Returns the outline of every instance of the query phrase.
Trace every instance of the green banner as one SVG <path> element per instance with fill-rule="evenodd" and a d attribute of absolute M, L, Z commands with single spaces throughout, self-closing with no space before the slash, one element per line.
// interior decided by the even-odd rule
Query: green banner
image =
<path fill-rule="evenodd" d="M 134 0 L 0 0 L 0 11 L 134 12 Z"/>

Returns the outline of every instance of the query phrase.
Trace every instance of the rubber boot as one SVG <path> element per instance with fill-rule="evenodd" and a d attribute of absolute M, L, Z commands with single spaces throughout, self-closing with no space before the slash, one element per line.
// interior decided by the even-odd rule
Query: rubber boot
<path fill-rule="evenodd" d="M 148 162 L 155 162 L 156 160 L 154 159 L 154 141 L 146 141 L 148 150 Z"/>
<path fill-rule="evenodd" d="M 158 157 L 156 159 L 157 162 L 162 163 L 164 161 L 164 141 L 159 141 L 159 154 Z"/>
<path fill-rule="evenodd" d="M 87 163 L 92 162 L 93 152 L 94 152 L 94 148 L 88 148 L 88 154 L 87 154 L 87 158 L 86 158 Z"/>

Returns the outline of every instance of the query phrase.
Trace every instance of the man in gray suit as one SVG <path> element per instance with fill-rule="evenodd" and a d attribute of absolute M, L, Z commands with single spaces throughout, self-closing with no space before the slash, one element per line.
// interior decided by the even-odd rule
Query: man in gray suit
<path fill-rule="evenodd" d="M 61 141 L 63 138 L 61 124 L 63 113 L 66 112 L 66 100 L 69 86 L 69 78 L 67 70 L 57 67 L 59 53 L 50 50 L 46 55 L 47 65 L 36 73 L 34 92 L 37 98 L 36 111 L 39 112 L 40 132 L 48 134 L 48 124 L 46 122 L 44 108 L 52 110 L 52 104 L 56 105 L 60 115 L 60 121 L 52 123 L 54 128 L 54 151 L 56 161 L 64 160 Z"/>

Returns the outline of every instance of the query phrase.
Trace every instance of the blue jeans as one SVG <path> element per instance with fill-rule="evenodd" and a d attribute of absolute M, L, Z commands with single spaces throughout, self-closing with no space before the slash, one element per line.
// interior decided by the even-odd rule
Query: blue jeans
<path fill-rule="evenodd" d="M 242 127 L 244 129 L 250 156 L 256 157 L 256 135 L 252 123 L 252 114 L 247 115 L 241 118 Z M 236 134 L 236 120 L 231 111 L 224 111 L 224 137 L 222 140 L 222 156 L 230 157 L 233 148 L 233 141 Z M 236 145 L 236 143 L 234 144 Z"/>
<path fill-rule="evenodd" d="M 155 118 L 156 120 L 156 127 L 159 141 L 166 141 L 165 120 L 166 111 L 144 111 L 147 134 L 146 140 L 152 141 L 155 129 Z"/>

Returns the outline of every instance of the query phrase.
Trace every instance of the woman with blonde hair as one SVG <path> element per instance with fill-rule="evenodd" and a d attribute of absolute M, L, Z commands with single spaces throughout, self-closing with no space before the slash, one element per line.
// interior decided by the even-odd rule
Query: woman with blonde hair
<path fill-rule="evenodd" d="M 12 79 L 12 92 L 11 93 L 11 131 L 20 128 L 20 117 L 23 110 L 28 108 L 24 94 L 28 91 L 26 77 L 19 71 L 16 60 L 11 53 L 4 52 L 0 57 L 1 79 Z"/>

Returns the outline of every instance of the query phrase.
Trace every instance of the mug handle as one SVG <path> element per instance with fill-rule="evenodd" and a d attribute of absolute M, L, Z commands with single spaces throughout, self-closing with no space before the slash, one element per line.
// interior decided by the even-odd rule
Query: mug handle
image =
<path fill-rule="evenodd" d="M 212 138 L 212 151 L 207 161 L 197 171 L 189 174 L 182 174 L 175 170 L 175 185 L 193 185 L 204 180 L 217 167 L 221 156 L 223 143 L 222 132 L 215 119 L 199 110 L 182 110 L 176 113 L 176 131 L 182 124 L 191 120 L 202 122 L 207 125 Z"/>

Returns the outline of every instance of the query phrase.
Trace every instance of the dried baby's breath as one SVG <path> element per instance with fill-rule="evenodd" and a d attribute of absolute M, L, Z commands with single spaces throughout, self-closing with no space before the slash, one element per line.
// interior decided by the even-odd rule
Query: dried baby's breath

━━━━━━━━

▶ Written task
Can you give the listing above, from its start through the line containing "11 L 134 12", as a two-column CSV with the headers text and answer, one row for each text paired with its answer, every field in double quotes, and line breaks inside a field replaced by spaces?

▶ The response
text,answer
"Returns the outline of every instance of the query phrase. Trace every instance of the green banner as one SVG <path> element per instance with fill-rule=""evenodd"" and a d attribute of absolute M, L, Z commands with single spaces throughout, self-closing with no space before the slash, one element per line. // interior decided by the even-odd rule Query: green banner image =","<path fill-rule=""evenodd"" d=""M 134 0 L 0 0 L 0 11 L 134 12 Z""/>"